== Task goal ==
If a line in the entries contains the word "antenna", list it.

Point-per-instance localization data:
------------------------------
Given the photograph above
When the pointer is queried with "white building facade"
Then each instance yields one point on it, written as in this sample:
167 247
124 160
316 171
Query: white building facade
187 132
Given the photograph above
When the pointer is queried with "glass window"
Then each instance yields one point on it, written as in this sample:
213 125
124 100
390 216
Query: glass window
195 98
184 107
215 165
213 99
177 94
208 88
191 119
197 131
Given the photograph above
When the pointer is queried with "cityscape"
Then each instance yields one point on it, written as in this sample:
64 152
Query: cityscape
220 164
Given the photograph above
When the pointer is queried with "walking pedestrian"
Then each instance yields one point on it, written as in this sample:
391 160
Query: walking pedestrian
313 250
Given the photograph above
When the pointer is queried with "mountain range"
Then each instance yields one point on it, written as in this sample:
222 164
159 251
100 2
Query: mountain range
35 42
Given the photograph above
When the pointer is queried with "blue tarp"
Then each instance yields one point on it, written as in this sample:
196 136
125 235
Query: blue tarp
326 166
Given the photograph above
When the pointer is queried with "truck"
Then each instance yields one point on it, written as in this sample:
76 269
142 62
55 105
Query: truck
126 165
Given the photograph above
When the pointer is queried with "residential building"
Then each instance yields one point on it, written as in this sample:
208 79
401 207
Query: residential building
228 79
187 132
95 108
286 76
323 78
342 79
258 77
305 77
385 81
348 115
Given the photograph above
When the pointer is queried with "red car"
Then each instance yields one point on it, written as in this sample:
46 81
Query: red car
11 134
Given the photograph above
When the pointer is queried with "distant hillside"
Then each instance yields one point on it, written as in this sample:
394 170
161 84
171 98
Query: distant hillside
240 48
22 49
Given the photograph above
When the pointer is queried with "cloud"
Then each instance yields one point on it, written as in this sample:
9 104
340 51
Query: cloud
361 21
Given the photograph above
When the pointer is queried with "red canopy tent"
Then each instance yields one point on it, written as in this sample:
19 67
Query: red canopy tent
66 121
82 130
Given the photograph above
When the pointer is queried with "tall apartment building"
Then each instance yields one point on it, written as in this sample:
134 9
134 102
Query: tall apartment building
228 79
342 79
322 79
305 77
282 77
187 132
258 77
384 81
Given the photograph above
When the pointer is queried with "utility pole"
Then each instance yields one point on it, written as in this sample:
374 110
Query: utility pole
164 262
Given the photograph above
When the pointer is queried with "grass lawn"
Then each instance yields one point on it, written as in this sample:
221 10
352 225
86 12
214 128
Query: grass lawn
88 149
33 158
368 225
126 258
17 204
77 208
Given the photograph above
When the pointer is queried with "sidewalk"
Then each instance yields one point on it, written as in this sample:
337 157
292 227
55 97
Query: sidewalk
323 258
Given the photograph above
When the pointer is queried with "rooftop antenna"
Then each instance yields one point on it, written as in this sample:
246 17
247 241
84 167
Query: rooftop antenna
------------------------------
== Task solution ==
When the pointer is queried with "rooftop antenna"
Query: rooftop antenna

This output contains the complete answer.